TASK DIRECTIONS: Using only the records, tally the lines with "below" in them and state that total by itself.

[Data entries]
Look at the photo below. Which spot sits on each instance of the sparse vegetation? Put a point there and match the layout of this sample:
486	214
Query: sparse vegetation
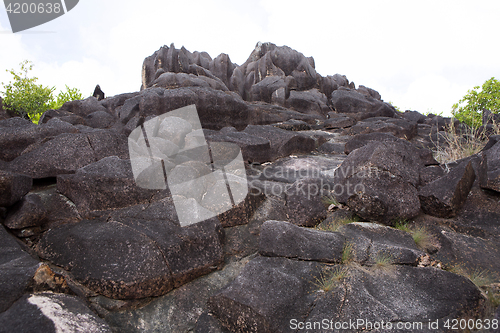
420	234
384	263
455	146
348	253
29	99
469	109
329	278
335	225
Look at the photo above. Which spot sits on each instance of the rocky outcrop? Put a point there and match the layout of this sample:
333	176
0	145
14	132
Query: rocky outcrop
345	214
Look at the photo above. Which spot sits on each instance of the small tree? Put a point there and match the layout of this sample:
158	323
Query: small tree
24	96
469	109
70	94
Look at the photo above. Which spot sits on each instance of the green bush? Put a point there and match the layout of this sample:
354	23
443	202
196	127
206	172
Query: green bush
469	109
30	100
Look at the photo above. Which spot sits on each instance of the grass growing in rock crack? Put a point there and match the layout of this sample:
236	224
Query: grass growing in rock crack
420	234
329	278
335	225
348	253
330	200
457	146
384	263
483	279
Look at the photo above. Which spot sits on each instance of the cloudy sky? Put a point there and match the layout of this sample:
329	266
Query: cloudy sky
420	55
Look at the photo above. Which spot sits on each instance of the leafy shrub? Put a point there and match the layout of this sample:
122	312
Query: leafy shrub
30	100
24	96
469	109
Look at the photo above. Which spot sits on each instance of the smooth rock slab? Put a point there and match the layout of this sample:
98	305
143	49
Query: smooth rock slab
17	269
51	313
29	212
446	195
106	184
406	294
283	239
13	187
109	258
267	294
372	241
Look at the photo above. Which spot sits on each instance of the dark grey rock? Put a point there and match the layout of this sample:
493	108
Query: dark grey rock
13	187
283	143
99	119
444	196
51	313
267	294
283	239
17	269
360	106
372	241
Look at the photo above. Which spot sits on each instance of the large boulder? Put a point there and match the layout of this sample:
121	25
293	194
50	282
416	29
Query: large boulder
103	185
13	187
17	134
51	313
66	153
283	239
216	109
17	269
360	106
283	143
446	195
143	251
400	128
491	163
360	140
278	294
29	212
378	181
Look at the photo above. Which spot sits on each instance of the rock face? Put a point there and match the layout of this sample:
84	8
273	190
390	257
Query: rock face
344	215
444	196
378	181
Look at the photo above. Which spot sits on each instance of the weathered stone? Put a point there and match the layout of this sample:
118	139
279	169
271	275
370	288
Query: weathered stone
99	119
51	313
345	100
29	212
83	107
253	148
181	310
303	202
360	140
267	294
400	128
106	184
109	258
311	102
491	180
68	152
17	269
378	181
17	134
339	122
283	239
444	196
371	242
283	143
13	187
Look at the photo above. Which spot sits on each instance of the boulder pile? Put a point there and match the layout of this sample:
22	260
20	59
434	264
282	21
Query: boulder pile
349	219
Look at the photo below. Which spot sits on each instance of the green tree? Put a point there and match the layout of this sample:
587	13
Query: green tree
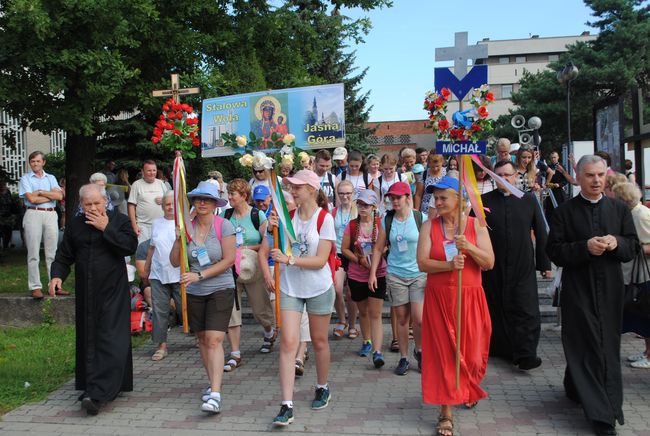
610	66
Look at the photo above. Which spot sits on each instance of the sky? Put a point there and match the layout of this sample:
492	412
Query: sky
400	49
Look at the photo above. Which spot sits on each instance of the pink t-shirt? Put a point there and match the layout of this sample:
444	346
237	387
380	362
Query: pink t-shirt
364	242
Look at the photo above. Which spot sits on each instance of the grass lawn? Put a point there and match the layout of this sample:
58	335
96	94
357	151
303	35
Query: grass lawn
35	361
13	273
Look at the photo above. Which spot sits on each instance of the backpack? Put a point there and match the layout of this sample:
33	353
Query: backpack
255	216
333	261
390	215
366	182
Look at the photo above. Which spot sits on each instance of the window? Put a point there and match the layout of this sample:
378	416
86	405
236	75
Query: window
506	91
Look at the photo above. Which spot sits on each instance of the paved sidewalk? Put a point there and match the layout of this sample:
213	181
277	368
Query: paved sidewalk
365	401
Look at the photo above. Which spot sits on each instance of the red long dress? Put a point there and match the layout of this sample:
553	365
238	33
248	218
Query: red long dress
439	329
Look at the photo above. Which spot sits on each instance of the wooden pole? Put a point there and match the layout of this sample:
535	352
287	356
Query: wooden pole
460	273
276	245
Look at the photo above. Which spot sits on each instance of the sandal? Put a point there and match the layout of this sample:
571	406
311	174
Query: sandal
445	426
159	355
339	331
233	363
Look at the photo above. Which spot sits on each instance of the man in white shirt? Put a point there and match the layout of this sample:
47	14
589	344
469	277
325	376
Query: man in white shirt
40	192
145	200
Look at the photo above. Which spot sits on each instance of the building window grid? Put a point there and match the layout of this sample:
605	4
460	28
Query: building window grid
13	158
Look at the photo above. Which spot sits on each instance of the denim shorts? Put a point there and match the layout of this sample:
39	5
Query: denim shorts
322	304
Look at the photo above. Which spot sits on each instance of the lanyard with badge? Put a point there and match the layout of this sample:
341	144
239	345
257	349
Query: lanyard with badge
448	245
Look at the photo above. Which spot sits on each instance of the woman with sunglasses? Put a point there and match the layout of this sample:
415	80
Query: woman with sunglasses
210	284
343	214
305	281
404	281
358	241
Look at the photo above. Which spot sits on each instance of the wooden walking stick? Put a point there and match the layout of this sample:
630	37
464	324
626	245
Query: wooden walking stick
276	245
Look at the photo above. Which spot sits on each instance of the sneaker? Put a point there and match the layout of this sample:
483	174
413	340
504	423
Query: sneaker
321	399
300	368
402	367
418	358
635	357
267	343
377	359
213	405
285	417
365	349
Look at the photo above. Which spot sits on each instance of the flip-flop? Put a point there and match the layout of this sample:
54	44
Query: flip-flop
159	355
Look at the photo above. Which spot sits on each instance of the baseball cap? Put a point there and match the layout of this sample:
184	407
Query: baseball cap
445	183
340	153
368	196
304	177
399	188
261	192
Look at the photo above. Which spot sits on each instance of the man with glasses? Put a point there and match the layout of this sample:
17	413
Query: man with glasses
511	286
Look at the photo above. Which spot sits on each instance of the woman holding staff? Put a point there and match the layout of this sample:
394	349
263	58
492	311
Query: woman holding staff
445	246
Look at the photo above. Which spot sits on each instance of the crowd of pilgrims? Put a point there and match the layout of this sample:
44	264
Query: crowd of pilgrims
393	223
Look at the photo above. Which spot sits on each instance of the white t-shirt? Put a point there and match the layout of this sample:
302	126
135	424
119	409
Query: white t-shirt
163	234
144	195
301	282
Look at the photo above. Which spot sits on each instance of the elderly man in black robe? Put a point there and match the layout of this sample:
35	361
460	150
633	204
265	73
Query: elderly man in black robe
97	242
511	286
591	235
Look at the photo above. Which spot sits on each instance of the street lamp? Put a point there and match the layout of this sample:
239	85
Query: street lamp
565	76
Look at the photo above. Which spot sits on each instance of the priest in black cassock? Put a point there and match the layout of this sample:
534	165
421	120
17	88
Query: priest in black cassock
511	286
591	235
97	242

TASK OUTPUT: 2